Film score by Rachel Portman
- Released: 14 September 2010
- Recorded: 2010
- Studios: Angel Recording Studios, London
- Genre: Film score
- Length: 41:34
- Label: Varèse Sarabande
- Producers: Rachel Portman; Chris Dibble; Yann McCullough;

Rachel Portman chronology
| Grey Gardens (2009) | Never Let Me Go (2010) | His Way (2011) |

= Never Let Me Go (soundtrack) =

Never Let Me Go (Original Motion Picture Soundtrack) is the soundtrack to the 2010 film of the same name directed by Mark Romanek starring Carey Mulligan, Andrew Garfield and Keira Knightley. The soundtrack featured musical score composed by Rachel Portman which was released on 14 September 2010 through Varèse Sarabande.

> [Data rows]
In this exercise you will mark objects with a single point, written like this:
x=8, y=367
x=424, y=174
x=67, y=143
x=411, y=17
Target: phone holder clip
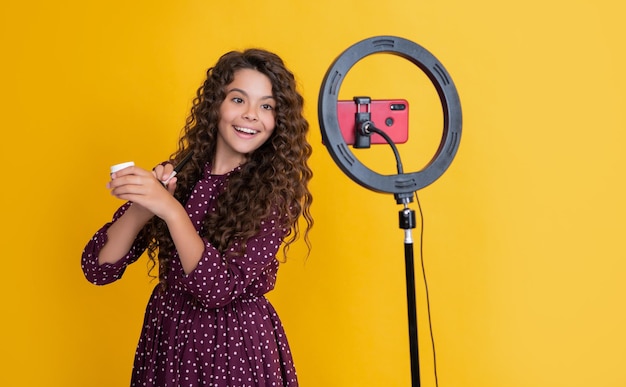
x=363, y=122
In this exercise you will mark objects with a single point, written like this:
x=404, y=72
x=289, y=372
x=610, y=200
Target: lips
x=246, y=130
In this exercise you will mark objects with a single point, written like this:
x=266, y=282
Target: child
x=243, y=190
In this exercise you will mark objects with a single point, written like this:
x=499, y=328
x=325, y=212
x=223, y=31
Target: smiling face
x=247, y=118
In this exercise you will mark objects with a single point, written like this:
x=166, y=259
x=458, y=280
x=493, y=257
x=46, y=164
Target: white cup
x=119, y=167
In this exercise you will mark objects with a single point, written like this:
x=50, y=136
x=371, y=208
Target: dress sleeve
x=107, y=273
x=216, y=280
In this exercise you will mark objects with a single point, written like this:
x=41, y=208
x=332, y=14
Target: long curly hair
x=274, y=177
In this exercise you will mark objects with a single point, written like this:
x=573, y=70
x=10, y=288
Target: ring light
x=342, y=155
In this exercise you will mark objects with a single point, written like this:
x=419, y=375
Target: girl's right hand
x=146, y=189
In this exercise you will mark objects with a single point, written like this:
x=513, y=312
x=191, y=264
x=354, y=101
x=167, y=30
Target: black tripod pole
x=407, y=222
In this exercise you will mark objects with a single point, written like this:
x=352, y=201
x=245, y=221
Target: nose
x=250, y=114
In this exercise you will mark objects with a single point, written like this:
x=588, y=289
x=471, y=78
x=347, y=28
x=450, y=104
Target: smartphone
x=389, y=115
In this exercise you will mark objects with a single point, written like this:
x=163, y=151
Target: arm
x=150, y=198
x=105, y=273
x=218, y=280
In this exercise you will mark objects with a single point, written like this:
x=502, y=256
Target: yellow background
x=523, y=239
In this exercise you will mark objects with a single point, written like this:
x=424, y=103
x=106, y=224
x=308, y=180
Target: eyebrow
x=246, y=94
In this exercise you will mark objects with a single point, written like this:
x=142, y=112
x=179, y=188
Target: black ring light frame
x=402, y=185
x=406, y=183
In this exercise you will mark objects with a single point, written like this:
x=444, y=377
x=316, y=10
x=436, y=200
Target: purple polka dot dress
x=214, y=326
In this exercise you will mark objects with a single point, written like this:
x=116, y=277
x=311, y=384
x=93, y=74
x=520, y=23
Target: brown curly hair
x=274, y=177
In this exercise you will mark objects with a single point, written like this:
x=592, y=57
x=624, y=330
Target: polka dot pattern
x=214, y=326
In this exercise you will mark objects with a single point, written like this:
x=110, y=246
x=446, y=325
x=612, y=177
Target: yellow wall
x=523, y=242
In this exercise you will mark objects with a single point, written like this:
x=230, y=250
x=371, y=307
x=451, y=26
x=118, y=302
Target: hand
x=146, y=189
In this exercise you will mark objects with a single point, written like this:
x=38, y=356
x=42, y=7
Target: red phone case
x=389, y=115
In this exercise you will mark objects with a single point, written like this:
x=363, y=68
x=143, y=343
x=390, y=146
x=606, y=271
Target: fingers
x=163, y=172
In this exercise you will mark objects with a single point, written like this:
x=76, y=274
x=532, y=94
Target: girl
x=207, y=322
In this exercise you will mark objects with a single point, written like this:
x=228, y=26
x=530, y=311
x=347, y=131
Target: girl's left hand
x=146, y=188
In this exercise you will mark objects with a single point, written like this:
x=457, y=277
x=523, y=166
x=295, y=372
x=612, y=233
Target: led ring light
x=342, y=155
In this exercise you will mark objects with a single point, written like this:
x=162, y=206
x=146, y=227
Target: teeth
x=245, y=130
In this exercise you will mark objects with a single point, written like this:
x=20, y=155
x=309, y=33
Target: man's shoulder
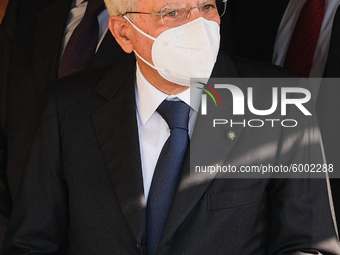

==

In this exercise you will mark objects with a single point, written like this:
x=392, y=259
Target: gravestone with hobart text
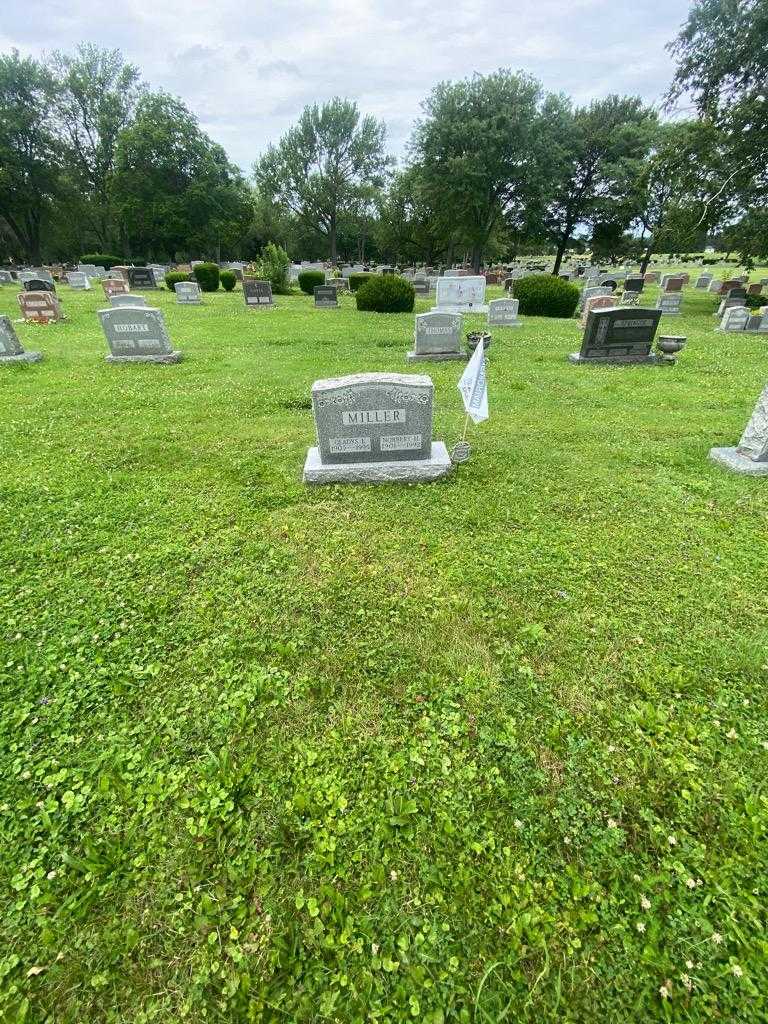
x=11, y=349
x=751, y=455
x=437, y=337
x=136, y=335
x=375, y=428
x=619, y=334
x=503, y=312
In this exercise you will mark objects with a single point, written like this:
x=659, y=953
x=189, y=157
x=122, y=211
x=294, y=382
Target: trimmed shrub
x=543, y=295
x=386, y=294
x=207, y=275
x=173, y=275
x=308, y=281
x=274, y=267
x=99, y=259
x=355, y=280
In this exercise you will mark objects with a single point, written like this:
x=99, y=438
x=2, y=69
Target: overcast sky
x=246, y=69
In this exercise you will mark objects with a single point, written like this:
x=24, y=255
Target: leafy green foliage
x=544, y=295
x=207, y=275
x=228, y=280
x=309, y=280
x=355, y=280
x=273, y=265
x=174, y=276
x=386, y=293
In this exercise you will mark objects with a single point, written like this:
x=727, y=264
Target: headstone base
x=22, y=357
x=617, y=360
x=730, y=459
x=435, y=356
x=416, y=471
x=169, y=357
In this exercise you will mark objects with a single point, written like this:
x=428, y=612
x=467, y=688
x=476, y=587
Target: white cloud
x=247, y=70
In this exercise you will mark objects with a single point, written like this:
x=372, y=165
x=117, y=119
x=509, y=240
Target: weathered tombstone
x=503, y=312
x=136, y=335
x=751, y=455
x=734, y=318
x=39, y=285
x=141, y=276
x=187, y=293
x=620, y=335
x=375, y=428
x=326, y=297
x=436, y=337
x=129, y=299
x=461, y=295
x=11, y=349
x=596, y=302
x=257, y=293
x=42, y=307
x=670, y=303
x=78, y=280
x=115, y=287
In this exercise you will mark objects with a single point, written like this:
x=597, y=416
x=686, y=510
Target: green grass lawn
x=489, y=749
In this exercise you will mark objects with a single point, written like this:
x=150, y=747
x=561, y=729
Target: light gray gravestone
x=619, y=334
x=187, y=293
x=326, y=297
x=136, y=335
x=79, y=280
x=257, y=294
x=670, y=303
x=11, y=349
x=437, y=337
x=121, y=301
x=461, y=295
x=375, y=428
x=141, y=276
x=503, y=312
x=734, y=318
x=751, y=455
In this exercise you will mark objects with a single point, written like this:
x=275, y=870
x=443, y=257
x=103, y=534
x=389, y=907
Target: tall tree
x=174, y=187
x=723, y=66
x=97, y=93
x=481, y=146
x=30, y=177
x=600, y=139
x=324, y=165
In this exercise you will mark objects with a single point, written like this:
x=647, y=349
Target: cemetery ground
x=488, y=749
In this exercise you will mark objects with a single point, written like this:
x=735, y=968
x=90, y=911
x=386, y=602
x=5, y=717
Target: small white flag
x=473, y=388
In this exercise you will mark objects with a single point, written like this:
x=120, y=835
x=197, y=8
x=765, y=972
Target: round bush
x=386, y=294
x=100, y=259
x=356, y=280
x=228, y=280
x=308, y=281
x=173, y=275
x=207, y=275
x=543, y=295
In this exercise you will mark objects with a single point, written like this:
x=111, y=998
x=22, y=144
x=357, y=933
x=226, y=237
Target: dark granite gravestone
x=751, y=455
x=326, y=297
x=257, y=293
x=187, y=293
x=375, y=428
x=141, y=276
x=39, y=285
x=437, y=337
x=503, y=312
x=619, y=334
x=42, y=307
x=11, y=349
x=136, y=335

--

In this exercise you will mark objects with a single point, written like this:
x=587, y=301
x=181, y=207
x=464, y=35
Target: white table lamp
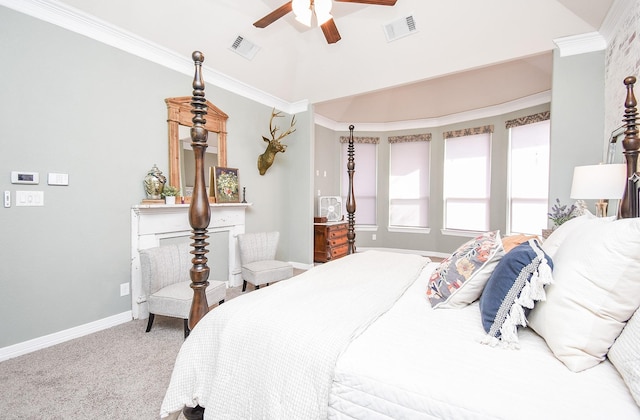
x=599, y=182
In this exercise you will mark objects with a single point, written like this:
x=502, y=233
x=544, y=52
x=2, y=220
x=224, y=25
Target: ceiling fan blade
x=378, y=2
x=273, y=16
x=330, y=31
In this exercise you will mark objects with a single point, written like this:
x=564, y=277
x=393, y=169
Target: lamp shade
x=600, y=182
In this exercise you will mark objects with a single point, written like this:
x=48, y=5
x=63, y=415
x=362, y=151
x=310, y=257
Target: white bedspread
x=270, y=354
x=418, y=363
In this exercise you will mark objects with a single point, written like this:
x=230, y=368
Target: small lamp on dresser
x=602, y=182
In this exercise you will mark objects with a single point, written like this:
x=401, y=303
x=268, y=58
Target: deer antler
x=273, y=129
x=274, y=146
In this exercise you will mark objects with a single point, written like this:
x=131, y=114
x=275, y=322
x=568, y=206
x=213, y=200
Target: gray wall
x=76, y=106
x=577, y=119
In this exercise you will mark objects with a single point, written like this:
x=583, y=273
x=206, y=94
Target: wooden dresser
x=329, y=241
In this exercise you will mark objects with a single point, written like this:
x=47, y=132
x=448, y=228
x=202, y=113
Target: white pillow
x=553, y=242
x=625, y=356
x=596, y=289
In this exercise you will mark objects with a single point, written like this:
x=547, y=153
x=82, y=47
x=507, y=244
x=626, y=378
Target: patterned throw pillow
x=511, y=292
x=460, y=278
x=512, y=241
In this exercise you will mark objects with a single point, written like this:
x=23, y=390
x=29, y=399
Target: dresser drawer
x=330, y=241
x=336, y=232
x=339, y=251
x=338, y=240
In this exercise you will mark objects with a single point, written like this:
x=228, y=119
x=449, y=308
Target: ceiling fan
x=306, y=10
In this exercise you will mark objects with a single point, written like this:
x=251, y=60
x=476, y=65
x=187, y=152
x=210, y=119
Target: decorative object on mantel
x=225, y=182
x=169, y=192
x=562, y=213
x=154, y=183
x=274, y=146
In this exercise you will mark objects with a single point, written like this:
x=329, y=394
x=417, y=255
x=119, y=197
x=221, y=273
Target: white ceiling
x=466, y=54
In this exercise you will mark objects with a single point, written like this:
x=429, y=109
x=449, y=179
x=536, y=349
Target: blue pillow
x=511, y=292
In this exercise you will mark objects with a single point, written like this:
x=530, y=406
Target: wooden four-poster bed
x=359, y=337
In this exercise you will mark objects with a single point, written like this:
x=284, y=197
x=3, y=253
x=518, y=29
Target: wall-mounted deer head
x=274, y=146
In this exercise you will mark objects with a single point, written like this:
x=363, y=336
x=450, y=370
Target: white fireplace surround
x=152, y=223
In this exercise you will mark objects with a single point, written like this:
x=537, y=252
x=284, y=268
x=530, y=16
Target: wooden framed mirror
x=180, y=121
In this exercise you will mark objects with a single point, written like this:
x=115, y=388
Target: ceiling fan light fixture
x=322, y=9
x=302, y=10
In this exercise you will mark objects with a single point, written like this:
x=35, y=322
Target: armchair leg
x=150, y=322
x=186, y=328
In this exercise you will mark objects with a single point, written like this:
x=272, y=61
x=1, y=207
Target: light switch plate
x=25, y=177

> [Directions for this task] Pick up the Never Let Me Go soundtrack article after its last sentence and continue it. None of the entries are needed for this work.

> [Output of the task]
== Development ==
The film's score was composed by British composer Rachel Portman over a four-month period. She said that because of the film's sad themes, she wanted to "put some hope" and humanity into the music; it was important that there be a "real emotional heartbeat in the midst of this story." Believing that a "huge sweeping score" would not have fit the film, she instead worked with a smaller orchestra of no more than 48 players. The director and producers prodded her to try other approaches, so she considered using a child's voice, and what was described as a "big finale cue." In the end, they went for a simpler and more subtle approach. Stating that most of the score was written for piano, strings and harp, with solos for violin and cello, she called her score something of a "chamber piece". According to Portman, the use of a solo instrument, is like having a voice, that highlights the emotion. However, the violin she used for the score is played with virtually no vibrato, as she did not want it to sound sentimental. She notes that "for my own taste, I stay on the side of restraint, because I think it works better in film".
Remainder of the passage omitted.